DOCUMENT EXCERPT
□ □ □ □ □ □ □
Rockefeller Foundation, Scripps partner on COVID-19 surveillance

The Rockefeller Foundation has announced that it is collaborating with Scripps Research Institute in San Diego to create a sensor-based early warning system for COVID-19 and other viral outbreaks.

With the grant, scientists at the Scripps Research Digital Trials Center will expand outreach efforts to increase participation in the ongoing DETECT study, with a focus on underrepresented and high-risk communities across San Diego County. Launched in March 2020 with the goal of enabling scientists to detect COVID-19 or other illnesses before symptoms appear, the app-based study uses sensor data from participants' smartwatches and activity trackers to gain insights into physiological and behavioral changes associated with viral illness. To date, DETECT has enrolled more than thirty-eight thousand participants across the United States.

An early analysis of DETECT data, published last fall in Nature Medicine, showed that the information captured by wearable devices could significantly improve scientists' ability to identify infections. Moreover, wearable sensor-based technologies can help public health officials not only identify outbreaks of COVID-19, the seasonal flu, or the next novel virus of pandemic potential; they also can help track physiological responses to vaccines and treatments.
□ □ □ □ □ □ □
DATASET EXTRACT
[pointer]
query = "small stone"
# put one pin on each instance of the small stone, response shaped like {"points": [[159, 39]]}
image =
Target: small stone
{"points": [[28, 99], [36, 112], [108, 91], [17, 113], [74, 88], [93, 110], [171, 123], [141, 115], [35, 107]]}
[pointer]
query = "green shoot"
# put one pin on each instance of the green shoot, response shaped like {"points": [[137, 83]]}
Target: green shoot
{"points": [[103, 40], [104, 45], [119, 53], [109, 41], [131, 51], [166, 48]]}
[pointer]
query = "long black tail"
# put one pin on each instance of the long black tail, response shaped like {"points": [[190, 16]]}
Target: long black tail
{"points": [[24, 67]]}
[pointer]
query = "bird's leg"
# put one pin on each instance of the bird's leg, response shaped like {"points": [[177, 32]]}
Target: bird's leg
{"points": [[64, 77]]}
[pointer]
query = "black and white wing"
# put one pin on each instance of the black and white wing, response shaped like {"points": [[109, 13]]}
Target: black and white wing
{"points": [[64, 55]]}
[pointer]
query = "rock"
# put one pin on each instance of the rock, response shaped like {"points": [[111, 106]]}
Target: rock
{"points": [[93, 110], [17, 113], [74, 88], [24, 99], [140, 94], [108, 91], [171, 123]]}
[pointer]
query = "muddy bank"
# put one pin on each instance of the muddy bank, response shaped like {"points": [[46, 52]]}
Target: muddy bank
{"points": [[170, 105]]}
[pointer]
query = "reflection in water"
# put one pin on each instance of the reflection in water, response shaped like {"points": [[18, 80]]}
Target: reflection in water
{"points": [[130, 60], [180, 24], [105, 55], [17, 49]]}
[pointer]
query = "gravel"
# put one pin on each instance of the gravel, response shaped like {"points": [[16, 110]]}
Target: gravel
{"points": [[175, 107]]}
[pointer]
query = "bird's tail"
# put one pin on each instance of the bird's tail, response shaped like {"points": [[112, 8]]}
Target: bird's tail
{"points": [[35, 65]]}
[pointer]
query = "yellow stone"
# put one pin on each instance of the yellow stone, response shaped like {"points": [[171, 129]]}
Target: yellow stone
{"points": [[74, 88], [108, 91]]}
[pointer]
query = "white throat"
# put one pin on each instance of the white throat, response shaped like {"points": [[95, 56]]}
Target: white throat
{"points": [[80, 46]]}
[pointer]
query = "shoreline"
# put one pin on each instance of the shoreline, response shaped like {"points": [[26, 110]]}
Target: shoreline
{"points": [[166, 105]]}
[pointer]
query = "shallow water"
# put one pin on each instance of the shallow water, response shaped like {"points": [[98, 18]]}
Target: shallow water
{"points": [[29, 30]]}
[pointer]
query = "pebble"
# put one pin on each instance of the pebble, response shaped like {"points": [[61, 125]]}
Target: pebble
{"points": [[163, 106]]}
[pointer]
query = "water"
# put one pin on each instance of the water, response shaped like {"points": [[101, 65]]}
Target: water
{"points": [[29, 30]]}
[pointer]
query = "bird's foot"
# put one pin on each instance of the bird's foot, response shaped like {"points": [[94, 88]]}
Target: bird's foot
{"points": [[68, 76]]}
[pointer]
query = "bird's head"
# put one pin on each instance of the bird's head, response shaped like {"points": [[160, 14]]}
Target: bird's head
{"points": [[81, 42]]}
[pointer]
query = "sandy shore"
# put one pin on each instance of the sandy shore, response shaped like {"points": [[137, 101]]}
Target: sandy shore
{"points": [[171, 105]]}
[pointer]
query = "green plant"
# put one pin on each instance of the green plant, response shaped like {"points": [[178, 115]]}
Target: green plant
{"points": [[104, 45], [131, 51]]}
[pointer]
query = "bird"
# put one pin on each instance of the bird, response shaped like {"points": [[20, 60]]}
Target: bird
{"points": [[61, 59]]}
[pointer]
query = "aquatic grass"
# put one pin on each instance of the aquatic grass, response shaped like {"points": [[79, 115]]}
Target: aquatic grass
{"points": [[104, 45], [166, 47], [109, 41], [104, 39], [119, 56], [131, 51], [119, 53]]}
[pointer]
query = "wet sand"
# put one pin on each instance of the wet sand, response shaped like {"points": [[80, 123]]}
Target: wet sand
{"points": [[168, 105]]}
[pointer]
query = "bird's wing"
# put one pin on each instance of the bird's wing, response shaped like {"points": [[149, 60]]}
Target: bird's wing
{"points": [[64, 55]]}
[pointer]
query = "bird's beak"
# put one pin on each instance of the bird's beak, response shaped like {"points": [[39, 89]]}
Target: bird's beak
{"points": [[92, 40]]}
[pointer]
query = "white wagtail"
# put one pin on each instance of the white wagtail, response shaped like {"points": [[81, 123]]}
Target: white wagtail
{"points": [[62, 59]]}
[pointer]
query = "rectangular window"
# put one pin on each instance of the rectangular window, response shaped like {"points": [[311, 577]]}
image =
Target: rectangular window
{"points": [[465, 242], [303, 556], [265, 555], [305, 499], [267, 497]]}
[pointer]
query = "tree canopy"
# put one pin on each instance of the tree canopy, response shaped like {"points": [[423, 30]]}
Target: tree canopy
□ □ □ □ □ □ □
WHAT YOU WILL DO
**1)** Please quote the COVID-19 surveillance article word for word, starting with "With the grant, scientists" and going on through "the United States.".
**2)** According to the COVID-19 surveillance article, how many participants has the DETECT study enrolled so far?
**3)** Write what follows the final sentence of the COVID-19 surveillance article, continuing from the point where it stops.

ANSWERS IN ORDER
**1)**
With the grant, scientists at the Scripps Research Digital Trials Center will expand outreach efforts to increase participation in the ongoing DETECT study, with a focus on underrepresented and high-risk communities across San Diego County. Launched in March 2020 with the goal of enabling scientists to detect COVID-19 or other illnesses before symptoms appear, the app-based study uses sensor data from participants' smartwatches and activity trackers to gain insights into physiological and behavioral changes associated with viral illness. To date, DETECT has enrolled more than thirty-eight thousand participants across the United States.

**2)** More than thirty-eight thousand participants across the United States.

**3)**
"A larger and more diverse pool of participants will allow us to refine and validate our predictive model for identifying viral illness activity, including COVID-19 and seasonal flu, based on changes in heart rate, sleep, and activity," said Jennifer Radin, a Scripps Research Translational Institute epidemiologist leading the study. "By targeting our efforts in San Diego, where we've already enrolled [more than] three thousand local participants, we hope to scale to a level where we can track population-level viral illness in real-time in a geographically defined area."